Dataset excerpts:
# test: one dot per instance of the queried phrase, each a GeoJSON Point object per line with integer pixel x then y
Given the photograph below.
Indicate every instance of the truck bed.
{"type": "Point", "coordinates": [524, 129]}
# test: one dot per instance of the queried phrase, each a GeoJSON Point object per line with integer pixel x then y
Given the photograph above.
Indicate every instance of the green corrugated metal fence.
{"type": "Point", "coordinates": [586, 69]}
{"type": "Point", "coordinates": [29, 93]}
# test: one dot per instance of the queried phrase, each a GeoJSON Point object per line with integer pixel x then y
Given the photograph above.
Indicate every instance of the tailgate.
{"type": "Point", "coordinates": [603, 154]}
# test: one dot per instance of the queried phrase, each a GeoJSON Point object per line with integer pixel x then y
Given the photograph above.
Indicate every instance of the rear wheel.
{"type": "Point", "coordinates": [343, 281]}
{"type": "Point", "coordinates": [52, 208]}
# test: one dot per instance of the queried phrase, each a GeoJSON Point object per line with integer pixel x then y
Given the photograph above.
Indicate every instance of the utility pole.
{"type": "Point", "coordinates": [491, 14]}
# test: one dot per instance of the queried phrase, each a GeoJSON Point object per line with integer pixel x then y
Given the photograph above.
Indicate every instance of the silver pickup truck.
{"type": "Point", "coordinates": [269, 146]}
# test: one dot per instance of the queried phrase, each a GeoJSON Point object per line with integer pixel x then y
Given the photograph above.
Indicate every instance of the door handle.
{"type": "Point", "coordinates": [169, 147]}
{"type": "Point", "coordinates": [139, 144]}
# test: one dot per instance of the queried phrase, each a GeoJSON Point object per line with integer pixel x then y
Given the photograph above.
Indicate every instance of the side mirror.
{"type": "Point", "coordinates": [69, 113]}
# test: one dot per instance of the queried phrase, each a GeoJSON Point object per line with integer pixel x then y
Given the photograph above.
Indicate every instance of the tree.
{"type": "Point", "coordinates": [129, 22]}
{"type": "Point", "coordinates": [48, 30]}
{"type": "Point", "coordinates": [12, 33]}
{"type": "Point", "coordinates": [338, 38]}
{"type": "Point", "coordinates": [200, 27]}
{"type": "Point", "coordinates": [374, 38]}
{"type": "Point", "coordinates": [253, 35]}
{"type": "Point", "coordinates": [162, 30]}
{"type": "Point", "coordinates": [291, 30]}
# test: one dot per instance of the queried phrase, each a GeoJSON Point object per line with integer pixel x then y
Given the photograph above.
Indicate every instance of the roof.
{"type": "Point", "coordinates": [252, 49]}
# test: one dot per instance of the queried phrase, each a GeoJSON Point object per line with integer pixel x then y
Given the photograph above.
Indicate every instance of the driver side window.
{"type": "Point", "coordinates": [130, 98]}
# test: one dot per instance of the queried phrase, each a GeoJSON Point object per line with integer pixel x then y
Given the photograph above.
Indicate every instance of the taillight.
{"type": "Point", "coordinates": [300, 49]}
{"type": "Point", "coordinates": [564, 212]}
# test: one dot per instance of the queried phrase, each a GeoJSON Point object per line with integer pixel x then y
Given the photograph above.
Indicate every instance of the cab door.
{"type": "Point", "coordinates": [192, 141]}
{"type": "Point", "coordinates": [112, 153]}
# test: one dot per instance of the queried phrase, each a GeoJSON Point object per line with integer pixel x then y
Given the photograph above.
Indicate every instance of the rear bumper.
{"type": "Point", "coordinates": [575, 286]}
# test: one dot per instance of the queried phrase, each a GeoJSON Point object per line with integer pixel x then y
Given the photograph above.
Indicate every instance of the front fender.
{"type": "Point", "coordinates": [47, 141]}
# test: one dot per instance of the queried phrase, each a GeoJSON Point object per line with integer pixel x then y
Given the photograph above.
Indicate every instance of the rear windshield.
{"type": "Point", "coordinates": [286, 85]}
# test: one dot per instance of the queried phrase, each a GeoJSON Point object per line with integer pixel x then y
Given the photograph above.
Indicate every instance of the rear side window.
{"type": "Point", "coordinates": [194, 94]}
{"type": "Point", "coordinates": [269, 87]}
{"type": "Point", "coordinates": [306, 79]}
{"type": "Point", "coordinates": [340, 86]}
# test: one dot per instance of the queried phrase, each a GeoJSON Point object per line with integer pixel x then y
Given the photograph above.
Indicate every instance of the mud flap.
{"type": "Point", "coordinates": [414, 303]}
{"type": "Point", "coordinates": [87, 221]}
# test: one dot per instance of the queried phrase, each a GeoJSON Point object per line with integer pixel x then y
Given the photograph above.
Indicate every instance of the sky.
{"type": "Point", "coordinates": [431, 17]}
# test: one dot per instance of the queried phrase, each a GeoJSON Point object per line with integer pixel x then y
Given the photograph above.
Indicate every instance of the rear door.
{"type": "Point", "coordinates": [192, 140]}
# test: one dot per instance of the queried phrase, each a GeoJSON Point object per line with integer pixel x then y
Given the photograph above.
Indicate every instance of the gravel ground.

* _What is being asked_:
In the answer, every line above should be retyped exactly.

* _Exercise result_:
# test: one dot per instance of the queried phrase, each a GeoJSON Point object per line with integer pixel x then y
Given the photograph below.
Indicate every instance of the truck bed.
{"type": "Point", "coordinates": [524, 129]}
# test: one dot per instance of the queried phrase, each a GeoJSON Point object per line with integer pixel x then y
Given the photograph above.
Indicate every instance of the green corrugated metal fence.
{"type": "Point", "coordinates": [586, 69]}
{"type": "Point", "coordinates": [29, 93]}
# test: one dot per instance of the queried phrase, each a GeoJSON Point object per line with integer pixel x then y
Given the photograph above.
Indicate every instance of the tailgate.
{"type": "Point", "coordinates": [603, 154]}
# test: one dot per instance of the queried phrase, each a GeoJSON Point object per line with integer pixel x then y
Given the photograph above.
Indicate every instance of the rear wheel.
{"type": "Point", "coordinates": [343, 281]}
{"type": "Point", "coordinates": [52, 208]}
# test: one dot per instance of the queried phrase, each a GeoJSON Point object per line with integer pixel x then y
Given the photograph above.
Indicate every instance of the utility pole.
{"type": "Point", "coordinates": [491, 14]}
# test: one dot per instance of the queried phrase, each a GeoJSON Point object per line with integer pixel x then y
Given the photograph above.
Indicate every instance of the silver pickup truck.
{"type": "Point", "coordinates": [269, 146]}
# test: one dot per instance of the queried phrase, each a GeoJSON Point object per line with integer pixel x then y
Given the photograph above.
Indicate every instance of the door handle.
{"type": "Point", "coordinates": [169, 147]}
{"type": "Point", "coordinates": [139, 144]}
# test: one dot per instance of the queried phrase, each a GeoJSON Point object per line with integer pixel x then y
Given the photograph above.
Indicate every instance of the side mirror.
{"type": "Point", "coordinates": [69, 113]}
# test: one dot per instance of the queried phrase, each a GeoJSON Point object per line with integer pixel x then y
Given the photograph above.
Indicate every instance of the tree.
{"type": "Point", "coordinates": [129, 22]}
{"type": "Point", "coordinates": [48, 30]}
{"type": "Point", "coordinates": [12, 33]}
{"type": "Point", "coordinates": [338, 38]}
{"type": "Point", "coordinates": [200, 27]}
{"type": "Point", "coordinates": [374, 38]}
{"type": "Point", "coordinates": [253, 35]}
{"type": "Point", "coordinates": [162, 30]}
{"type": "Point", "coordinates": [291, 30]}
# test: one dot per instance of the queried phrase, each a GeoJSON Point object per line with integer pixel x then y
Given the photograph above.
Indicate every instance of the roof.
{"type": "Point", "coordinates": [252, 49]}
# test: one dot per instance of the queried phrase, each a GeoJSON Point object per line with integer pixel x then y
Given the photograph above.
Indicate every instance of the driver side window.
{"type": "Point", "coordinates": [130, 98]}
# test: one dot per instance of the queried phrase, each a GeoJSON Point object per line with integer pixel x then y
Given the photograph above.
Indicate every instance of the taillight.
{"type": "Point", "coordinates": [300, 49]}
{"type": "Point", "coordinates": [564, 212]}
# test: one dot per instance of the queried phrase, each a GeoJSON Point object per line with integer pixel x then y
Given the photograph above.
Indicate every instance of the cab door.
{"type": "Point", "coordinates": [192, 141]}
{"type": "Point", "coordinates": [112, 153]}
# test: one dot per instance of the queried phrase, each a GeoJSON Point object per line with integer pixel x then y
Given the photograph above.
Indicate every instance of the rear bumper.
{"type": "Point", "coordinates": [575, 286]}
# test: one dot per instance of the queried phrase, each a GeoJSON Point object per line with integer pixel x then y
Given the photograph above.
Indicate every instance of the front fender.
{"type": "Point", "coordinates": [47, 141]}
# test: one dot per instance of the queried phrase, each a GeoJSON Point object per line with integer pixel x then y
Given the photograph above.
Indicate every instance of the rear windshield.
{"type": "Point", "coordinates": [286, 85]}
# test: one dot per instance of the queried phrase, each a GeoJSON Point object per line with integer pixel x then y
Given the photograph above.
Indicate every instance of the rear side window.
{"type": "Point", "coordinates": [194, 94]}
{"type": "Point", "coordinates": [269, 87]}
{"type": "Point", "coordinates": [306, 79]}
{"type": "Point", "coordinates": [340, 86]}
# test: one dot per instance of the queried phrase, each a GeoJSON Point object per line with integer pixel x then y
Given the photograph above.
Indicate every instance of the mud flap.
{"type": "Point", "coordinates": [414, 303]}
{"type": "Point", "coordinates": [87, 221]}
# test: one dot per instance of the queried phrase, each a GeoJSON Point object per line with integer pixel x then y
Given the photograph above.
Indicate every instance of the sky.
{"type": "Point", "coordinates": [431, 17]}
# test: one dot per instance of the queried phrase, each a GeoJSON Point object per line with integer pixel x then y
Given the photograph above.
Indicate every instance of the rear door.
{"type": "Point", "coordinates": [192, 140]}
# test: one dot per instance of the queried phrase, each a GeoJSON Point object per line with integer pixel x then y
Given the photograph above.
Indicate every instance of the gravel ground.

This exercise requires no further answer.